**Work item:** Using the listing below, print exactly everything from the line with "locate the industrial" down to the line with "locate the pitched roof in the photo above.", both included, and nothing more.

• • •

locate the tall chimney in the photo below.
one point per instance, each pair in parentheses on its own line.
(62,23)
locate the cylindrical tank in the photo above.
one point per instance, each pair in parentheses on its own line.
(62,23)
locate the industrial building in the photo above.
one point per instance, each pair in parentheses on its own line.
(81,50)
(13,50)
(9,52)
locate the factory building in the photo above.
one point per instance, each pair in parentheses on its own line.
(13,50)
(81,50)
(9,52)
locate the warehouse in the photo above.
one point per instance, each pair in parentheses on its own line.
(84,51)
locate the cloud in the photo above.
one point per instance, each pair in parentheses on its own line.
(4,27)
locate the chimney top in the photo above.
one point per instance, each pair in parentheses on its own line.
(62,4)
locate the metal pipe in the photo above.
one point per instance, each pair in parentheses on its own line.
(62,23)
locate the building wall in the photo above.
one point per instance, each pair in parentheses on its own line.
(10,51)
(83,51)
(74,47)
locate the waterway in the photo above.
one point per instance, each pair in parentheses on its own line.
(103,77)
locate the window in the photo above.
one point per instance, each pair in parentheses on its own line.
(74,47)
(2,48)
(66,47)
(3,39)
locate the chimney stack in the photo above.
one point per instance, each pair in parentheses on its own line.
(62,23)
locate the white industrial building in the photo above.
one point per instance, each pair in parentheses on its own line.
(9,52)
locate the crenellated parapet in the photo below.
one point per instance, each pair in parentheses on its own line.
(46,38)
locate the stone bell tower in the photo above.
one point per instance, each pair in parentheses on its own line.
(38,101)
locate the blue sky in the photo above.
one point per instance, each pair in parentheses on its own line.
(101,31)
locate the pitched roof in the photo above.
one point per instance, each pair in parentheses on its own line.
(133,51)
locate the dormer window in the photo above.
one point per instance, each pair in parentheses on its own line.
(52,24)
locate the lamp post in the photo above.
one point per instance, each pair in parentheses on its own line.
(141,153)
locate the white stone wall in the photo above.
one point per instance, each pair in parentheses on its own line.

• • •

**Response area:**
locate the industrial building in the photo above.
one point per instance, each pair in parentheses on its own line.
(81,50)
(13,50)
(9,52)
locate the factory building in the photo above.
one point per instance, each pair in parentheses on its own line.
(13,50)
(81,50)
(9,52)
locate the warehouse in the photo above.
one point per instance, each pair in parentheses on its own line.
(84,51)
locate the cloud in the photo above.
one point per instance, each pair in parentheses on its own line.
(4,27)
locate the chimney top in the photo above.
one point per instance, each pair in parentheses on its own line.
(62,4)
locate the metal pipe in the photo above.
one point per instance, each pair in parentheses on its own line.
(62,23)
locate the building wall in the photo above.
one point per instance, each pair in parentheses on its own line.
(10,51)
(83,51)
(74,47)
locate the waterway in the photo above.
one point per instance, each pair in parentheses on its own line.
(103,77)
locate the window in the photo above.
one point per instance, each pair in parentheses on its own line.
(74,47)
(2,48)
(66,47)
(3,39)
locate the chimney stack in the photo above.
one point per instance, each pair in parentheses on its own line.
(62,23)
locate the white industrial building in the photo above.
one point per instance, each pair in parentheses on its own line.
(9,52)
locate the crenellated parapet in the photo below.
one point per instance, each pair in parentheses on its own line.
(46,38)
locate the stone bell tower in the photo above.
one point per instance, each pair in parentheses on its own line.
(38,101)
locate the blue sky in the photo above.
one point per instance, each pair in parentheses on its own line.
(101,31)
locate the pitched roof in the photo above.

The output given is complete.